(Point labeling dataset excerpts)
_ _ _ _

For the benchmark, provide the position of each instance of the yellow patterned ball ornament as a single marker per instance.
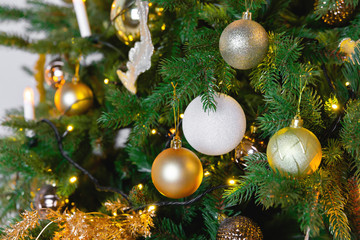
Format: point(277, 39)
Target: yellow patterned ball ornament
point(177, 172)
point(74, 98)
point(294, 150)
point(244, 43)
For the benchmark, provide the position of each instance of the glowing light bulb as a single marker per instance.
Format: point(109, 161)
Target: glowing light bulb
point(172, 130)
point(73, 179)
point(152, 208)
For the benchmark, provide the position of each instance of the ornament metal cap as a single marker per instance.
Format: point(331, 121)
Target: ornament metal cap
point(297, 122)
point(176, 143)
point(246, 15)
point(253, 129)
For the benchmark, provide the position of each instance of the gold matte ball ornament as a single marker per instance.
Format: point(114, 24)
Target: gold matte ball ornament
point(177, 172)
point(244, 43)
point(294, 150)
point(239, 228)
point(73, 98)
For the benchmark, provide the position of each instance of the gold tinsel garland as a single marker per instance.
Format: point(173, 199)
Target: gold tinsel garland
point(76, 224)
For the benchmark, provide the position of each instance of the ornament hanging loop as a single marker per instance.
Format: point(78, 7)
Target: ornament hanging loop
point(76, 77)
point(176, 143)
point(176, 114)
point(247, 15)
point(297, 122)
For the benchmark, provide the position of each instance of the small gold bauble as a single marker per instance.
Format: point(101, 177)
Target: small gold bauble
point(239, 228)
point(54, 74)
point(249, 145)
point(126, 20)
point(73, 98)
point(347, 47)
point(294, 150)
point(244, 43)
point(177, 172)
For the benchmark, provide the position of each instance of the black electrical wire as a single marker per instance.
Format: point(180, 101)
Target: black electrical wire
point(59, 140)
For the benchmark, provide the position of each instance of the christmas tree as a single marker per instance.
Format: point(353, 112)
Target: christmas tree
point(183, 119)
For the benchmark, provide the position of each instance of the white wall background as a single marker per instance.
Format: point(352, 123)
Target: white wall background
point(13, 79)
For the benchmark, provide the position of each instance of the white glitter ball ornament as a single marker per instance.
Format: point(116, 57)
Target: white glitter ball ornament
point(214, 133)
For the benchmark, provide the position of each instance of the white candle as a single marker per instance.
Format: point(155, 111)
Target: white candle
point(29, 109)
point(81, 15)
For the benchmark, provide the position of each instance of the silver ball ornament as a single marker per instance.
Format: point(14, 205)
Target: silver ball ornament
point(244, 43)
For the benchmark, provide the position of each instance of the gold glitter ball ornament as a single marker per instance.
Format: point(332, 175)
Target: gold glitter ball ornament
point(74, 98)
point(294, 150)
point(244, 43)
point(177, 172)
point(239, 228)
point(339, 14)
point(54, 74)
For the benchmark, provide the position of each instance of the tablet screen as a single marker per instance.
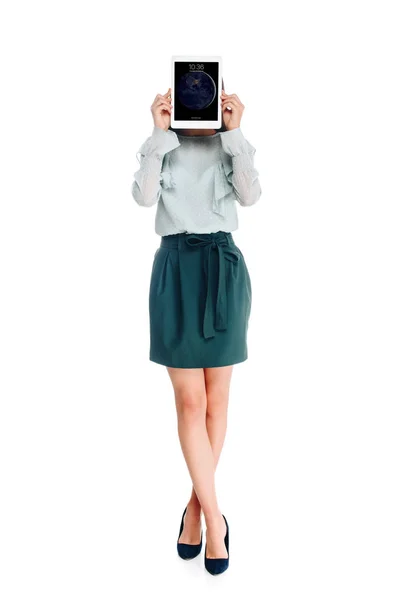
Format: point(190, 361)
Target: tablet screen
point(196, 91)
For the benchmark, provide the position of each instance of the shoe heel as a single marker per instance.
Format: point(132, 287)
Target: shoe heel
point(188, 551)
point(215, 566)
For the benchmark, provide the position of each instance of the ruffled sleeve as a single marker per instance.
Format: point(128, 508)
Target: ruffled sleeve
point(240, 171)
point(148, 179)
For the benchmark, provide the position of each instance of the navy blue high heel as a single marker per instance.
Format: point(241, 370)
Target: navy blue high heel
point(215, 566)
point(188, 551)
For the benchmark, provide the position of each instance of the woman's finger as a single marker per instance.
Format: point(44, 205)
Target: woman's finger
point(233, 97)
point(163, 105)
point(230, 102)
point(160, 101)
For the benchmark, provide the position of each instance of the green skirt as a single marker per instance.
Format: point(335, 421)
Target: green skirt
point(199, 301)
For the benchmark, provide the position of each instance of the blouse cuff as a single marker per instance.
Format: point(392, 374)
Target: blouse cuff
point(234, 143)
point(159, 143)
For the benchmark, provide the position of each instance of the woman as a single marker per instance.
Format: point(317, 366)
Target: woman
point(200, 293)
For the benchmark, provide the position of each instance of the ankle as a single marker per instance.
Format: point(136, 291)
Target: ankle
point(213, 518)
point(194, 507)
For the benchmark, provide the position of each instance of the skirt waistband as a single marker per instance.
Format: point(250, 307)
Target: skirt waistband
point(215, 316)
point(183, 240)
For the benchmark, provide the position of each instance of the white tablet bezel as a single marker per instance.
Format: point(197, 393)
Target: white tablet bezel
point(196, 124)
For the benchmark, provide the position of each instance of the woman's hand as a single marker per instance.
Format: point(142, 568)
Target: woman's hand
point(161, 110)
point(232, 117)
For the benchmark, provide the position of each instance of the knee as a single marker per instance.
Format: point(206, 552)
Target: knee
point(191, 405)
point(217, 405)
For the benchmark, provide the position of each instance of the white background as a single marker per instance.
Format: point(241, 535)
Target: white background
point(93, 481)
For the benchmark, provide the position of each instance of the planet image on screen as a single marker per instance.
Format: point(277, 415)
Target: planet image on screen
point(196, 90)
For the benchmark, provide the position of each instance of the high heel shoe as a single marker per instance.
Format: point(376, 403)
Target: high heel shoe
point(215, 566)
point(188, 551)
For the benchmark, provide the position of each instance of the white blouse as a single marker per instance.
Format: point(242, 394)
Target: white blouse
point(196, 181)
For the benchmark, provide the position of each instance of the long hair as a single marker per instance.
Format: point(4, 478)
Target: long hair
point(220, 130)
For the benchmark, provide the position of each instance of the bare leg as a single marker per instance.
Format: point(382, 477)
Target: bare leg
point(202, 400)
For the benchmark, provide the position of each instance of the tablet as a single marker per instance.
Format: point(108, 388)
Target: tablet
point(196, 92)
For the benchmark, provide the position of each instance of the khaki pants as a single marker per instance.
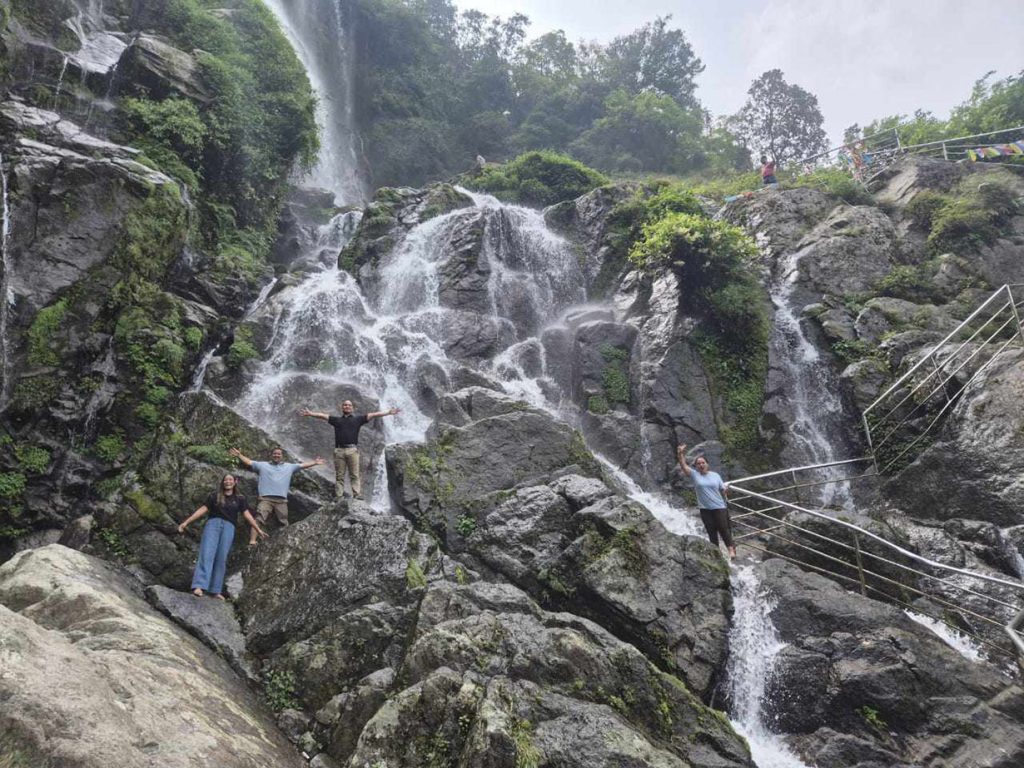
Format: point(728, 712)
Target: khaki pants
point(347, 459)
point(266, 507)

_ _ _ _

Requirement: Quote exactly, and only, the lines from the one containing "leg as a single marker per instance." through the last line of the records above, both included; leave out any pictures.

Completed task:
For the benchmark, provide the position of each instance of the bare leg as a single marker per instance.
Format: point(382, 477)
Target: bare leg
point(202, 400)
For the benchmark, provide the position of each instance of the tablet as a single marker per instance.
Format: point(108, 388)
Target: tablet
point(196, 92)
For the benchmark, provide the position of each instance of the khaki pants as a single marker per instance.
Format: point(728, 712)
Target: khaki pants
point(347, 459)
point(266, 507)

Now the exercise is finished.